Quote all of the data exactly as given. Skip every picture it contains.

--- Start Provided data ---

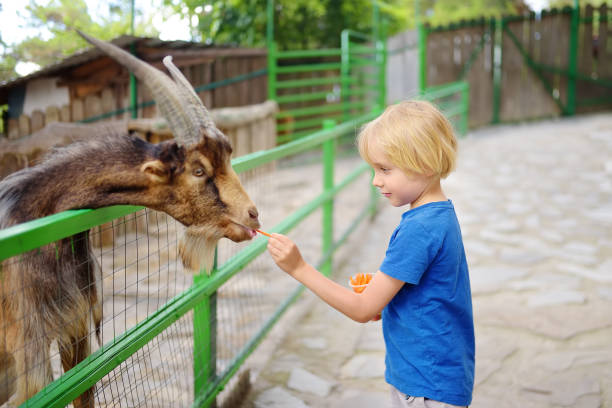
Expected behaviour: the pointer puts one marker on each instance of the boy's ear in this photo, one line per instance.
(156, 171)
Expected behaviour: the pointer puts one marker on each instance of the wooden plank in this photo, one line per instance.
(585, 50)
(93, 106)
(512, 62)
(52, 114)
(38, 120)
(564, 23)
(65, 113)
(219, 99)
(108, 101)
(78, 110)
(480, 78)
(604, 44)
(13, 128)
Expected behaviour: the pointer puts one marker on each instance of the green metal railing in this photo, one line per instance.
(134, 106)
(313, 85)
(453, 99)
(22, 238)
(497, 28)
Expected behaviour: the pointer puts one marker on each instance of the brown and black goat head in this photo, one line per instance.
(192, 175)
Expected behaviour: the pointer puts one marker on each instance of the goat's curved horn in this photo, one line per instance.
(170, 96)
(192, 99)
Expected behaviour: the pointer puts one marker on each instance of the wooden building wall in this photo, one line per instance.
(101, 87)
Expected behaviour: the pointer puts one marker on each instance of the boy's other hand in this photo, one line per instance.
(285, 253)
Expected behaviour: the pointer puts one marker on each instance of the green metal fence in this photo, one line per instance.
(338, 84)
(198, 299)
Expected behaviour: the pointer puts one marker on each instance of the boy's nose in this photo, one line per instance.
(376, 182)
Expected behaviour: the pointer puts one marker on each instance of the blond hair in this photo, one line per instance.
(415, 137)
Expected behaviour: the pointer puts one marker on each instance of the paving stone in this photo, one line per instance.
(536, 221)
(605, 293)
(557, 322)
(517, 256)
(556, 298)
(486, 279)
(277, 397)
(476, 247)
(364, 366)
(604, 276)
(546, 281)
(317, 343)
(305, 381)
(565, 389)
(286, 363)
(363, 399)
(499, 238)
(563, 360)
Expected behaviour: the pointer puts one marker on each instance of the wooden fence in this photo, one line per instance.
(222, 80)
(527, 67)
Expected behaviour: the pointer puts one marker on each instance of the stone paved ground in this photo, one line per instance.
(535, 204)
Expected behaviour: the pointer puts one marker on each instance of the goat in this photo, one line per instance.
(51, 294)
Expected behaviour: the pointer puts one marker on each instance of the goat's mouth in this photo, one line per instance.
(239, 232)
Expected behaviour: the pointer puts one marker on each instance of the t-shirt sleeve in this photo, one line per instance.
(411, 250)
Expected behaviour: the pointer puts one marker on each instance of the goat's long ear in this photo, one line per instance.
(156, 171)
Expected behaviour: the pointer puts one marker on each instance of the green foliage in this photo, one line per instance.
(61, 18)
(297, 23)
(440, 12)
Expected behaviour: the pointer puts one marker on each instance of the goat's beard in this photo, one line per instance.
(197, 249)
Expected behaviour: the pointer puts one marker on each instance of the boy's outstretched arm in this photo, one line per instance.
(361, 307)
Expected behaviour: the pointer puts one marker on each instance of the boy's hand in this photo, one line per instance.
(285, 253)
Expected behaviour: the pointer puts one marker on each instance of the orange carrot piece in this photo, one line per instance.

--- End Provided data ---

= Reply to the task =
Expected behaviour: the pointer puts one marker on each instance of the boy's ear in this photo, one line per instance.
(156, 171)
Expected behaviour: the pointer puts one marker on each instance of the wooden plank in this photo, one line per instance.
(585, 50)
(93, 106)
(512, 62)
(52, 114)
(38, 120)
(564, 23)
(65, 113)
(219, 99)
(108, 101)
(78, 110)
(480, 78)
(604, 44)
(13, 128)
Expected behaviour: the pointer puts one marker on each instance of the green metal railing in this photo, one line per instance.
(134, 106)
(313, 85)
(453, 99)
(22, 238)
(497, 28)
Expected behaviour: the pointer puts one marker on each instance of the brown and black goat head in this photo, one line per instance.
(192, 175)
Expected behaviour: the pointer puts one marker on each instance of the goat's curved horn in this photo, one line per instance.
(170, 96)
(192, 99)
Expected behaviour: the pointer puts one marker on each instance of the wooden building wall in this photo, one line per instance.
(101, 87)
Expected behaviour: the pointer puts one marker on each instance of the boy's other hand in this photo, one line per instance.
(285, 253)
Expected behaviour: the pointer puts one marker on each instance of the green metal fence in this photo, one line per instance.
(338, 84)
(198, 299)
Expected behaviour: the pointer puts one marker on each instance of the boy's nose in this photo, one line per instance.
(376, 182)
Expected behaviour: the pointer puts one marker on each instance of the blond hair in this photo, one line per instance.
(415, 137)
Expected behaviour: the pointer puts one marker on each instance of the paving stone in this photo, one line per instance.
(536, 221)
(605, 293)
(557, 322)
(517, 256)
(556, 298)
(486, 279)
(277, 397)
(476, 247)
(364, 366)
(604, 276)
(546, 281)
(317, 343)
(305, 381)
(565, 389)
(286, 363)
(363, 399)
(499, 238)
(563, 360)
Expected behaviour: the pointer puts one marker on each instance of the wooden fence in this photo, one line per instance.
(222, 80)
(527, 67)
Expected behaviour: the pointer puts one marker on each instance of the stone paved ground in this photo, one line per instance.
(535, 204)
Expected behaviour: the pointer puts one marker on each instance of the goat in this photo, one line per instance.
(51, 294)
Expected behaviour: the pointer puts one marker on each instance of the goat's mouth in this photo, one line per instance.
(239, 232)
Expected behaviour: the pointer puts one marker on each instance of the t-shirt sleeve in this photo, one line per instance.
(411, 250)
Expected behaviour: the pointer puts one marker on each instance of the goat's long ear in this photo, one line per instance.
(156, 171)
Expected behaviour: the pointer puts one marker on each instance of the green foliage in this photo, one line per instance.
(61, 18)
(297, 23)
(440, 12)
Expected behaviour: the pointer puts one marker on each instance of the goat's beard in this photo, one line per instance.
(197, 249)
Expected behaviour: the pointer puts one marker on each instance of the boy's outstretched arm in this photo, one line per instance.
(361, 307)
Expected behaviour: the pointer puts one marker on each instance of the boy's hand in this photo, one line per instance.
(285, 253)
Expected behaviour: the pointer puts one marker on each instance of the orange carrot piece in this photo, one line per instance.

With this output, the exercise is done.